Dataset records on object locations
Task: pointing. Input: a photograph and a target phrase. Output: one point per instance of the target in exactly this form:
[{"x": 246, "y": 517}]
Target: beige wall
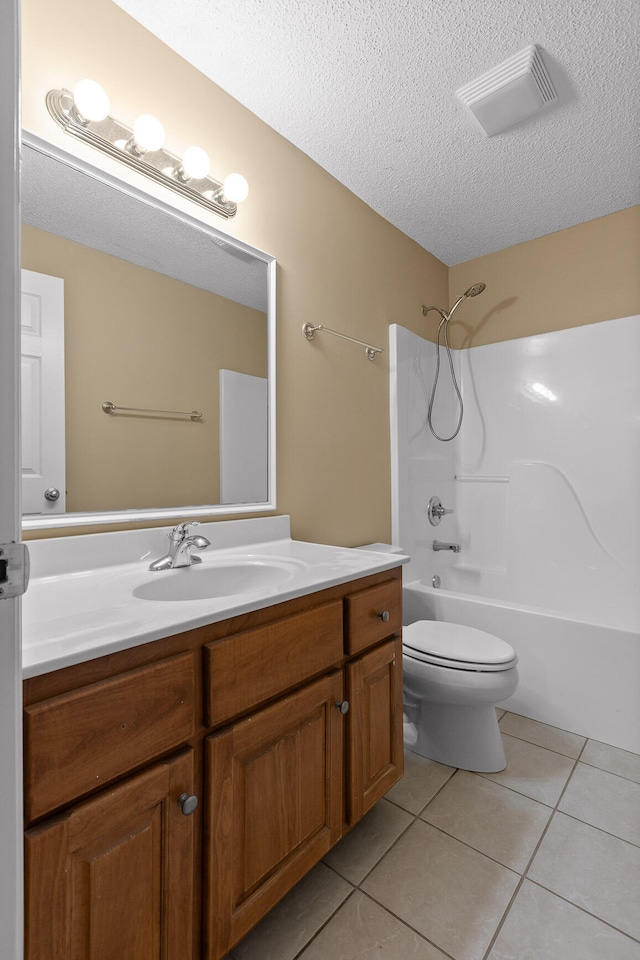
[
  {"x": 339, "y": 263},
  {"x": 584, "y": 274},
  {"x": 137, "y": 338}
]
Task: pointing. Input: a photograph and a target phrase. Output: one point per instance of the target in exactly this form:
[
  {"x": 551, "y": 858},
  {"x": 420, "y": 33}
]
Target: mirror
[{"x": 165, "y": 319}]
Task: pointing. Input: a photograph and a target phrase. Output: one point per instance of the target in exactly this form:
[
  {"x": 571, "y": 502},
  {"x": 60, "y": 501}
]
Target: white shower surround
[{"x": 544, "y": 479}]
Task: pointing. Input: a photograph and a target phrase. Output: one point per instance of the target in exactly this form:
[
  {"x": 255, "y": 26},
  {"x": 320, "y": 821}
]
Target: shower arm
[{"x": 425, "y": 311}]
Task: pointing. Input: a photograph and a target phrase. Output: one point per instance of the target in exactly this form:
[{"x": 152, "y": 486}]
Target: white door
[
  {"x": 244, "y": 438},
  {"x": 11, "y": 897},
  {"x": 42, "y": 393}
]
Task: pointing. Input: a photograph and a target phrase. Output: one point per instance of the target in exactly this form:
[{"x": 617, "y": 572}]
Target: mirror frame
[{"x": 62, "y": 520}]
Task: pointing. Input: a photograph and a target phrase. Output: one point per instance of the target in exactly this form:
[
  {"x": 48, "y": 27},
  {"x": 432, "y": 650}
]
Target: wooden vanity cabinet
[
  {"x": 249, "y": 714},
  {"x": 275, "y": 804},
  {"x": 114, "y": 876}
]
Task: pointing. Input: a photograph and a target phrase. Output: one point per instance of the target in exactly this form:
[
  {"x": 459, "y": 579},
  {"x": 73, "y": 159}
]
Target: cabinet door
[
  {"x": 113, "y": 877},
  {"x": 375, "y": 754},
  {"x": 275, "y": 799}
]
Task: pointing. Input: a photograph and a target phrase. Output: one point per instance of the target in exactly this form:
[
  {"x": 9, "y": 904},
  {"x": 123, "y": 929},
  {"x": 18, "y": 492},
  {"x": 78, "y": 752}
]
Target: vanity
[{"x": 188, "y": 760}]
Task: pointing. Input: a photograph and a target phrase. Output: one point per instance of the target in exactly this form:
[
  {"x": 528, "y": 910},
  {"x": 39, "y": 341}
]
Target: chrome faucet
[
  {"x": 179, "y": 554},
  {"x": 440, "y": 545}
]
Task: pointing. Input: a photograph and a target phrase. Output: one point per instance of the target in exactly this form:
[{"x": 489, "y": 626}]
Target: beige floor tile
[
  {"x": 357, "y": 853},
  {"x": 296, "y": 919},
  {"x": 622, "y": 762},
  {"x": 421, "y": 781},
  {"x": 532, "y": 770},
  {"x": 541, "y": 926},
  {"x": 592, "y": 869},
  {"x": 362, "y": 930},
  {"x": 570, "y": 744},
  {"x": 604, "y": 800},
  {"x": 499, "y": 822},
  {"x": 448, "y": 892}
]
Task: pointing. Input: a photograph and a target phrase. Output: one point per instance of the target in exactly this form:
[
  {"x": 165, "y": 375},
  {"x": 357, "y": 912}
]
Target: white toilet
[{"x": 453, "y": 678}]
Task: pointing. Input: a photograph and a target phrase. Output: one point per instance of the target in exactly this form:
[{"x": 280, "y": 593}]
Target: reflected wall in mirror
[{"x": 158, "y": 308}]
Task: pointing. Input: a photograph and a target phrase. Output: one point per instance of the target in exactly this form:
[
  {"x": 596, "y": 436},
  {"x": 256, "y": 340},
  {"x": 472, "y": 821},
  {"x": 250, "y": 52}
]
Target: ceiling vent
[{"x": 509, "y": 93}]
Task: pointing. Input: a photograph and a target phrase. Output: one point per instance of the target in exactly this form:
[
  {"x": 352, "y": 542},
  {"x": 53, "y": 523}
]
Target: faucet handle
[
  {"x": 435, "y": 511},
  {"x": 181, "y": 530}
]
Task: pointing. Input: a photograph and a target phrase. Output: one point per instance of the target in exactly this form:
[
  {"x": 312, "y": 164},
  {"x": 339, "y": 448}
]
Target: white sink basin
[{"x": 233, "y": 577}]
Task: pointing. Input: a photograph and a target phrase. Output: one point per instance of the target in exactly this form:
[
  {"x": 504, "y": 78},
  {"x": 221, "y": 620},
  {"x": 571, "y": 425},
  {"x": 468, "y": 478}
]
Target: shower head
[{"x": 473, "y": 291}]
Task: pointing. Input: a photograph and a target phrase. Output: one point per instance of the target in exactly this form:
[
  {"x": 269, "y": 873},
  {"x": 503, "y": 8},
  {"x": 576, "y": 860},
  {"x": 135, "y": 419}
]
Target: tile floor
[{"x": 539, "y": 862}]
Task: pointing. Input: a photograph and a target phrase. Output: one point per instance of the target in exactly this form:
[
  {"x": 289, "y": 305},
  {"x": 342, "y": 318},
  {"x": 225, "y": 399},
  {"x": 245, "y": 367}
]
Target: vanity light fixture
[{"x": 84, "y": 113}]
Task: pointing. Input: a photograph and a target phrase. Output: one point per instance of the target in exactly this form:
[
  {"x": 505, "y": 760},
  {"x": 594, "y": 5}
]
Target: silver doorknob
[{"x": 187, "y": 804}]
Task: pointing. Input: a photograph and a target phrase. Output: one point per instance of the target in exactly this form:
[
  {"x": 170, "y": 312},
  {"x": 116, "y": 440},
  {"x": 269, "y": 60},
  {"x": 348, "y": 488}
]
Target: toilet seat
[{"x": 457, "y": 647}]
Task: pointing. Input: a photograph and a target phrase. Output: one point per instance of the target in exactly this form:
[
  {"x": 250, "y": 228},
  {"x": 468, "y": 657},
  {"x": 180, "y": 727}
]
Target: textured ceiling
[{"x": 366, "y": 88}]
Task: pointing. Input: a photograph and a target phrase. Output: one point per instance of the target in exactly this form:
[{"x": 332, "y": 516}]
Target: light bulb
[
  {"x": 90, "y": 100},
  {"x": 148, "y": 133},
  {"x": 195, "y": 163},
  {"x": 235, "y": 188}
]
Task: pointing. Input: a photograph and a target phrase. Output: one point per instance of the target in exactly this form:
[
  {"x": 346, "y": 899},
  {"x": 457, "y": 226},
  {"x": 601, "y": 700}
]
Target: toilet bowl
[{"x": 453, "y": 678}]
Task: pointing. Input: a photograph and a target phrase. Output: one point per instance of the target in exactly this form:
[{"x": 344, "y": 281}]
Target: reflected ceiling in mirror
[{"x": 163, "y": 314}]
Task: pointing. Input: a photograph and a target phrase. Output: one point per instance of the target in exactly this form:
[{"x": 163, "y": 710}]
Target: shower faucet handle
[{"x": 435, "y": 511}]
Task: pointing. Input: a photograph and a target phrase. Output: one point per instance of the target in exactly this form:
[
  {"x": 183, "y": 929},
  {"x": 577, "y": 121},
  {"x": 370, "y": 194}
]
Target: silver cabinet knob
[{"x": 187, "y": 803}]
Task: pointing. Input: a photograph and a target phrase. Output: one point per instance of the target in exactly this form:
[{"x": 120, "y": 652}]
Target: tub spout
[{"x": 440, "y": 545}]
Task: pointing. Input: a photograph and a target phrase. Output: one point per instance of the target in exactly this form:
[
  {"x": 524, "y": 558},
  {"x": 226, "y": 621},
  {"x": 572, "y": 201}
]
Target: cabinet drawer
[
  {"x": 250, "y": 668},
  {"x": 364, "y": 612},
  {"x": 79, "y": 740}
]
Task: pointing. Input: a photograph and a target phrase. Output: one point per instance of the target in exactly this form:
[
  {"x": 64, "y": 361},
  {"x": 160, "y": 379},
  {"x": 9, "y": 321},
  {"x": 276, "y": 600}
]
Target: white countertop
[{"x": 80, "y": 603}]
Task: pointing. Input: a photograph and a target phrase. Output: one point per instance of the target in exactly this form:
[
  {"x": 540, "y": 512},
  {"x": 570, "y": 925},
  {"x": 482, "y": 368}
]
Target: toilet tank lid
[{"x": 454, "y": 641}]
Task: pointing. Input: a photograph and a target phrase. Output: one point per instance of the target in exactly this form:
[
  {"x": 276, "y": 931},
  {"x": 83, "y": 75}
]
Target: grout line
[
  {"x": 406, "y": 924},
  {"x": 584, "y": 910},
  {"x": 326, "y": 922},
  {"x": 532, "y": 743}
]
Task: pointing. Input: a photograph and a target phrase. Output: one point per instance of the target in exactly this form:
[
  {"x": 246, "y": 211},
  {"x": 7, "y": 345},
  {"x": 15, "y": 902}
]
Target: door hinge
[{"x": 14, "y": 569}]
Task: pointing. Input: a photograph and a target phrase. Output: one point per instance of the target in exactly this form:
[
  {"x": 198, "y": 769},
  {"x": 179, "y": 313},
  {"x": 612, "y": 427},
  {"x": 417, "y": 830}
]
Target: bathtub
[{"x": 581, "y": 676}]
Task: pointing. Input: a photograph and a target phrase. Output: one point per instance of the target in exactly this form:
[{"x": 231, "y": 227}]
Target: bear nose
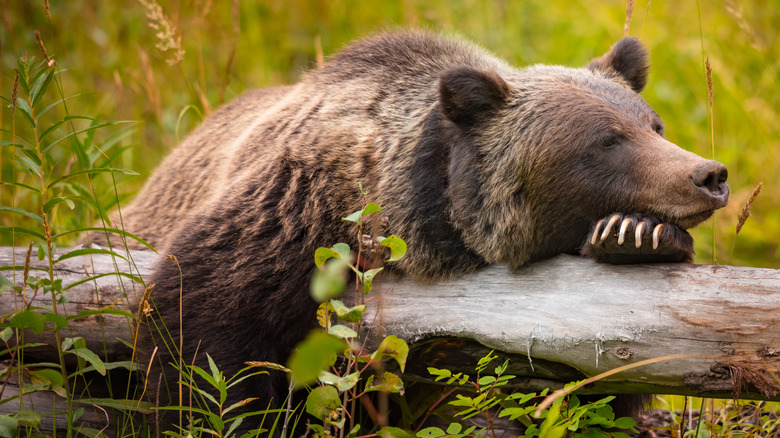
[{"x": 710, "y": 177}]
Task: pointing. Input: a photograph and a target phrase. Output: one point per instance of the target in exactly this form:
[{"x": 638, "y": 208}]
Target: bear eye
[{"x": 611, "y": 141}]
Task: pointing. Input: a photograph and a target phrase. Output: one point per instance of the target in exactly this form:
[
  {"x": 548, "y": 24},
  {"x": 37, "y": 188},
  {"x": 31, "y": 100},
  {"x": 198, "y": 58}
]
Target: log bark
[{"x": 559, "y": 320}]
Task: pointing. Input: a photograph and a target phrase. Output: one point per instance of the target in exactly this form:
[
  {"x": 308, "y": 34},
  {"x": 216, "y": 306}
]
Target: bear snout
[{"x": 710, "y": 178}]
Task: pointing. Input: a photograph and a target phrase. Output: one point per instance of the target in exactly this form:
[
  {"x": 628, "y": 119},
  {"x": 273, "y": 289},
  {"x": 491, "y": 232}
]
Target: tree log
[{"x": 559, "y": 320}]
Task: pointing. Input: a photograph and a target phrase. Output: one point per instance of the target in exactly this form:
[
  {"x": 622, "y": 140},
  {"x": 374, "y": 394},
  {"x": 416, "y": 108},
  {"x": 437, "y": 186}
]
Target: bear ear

■ **STATED GOAL**
How many lines of the data above contain the string "cabinet", counting only case-exact matches? Reply with the number alone.

■ **CORRECT OUTPUT**
4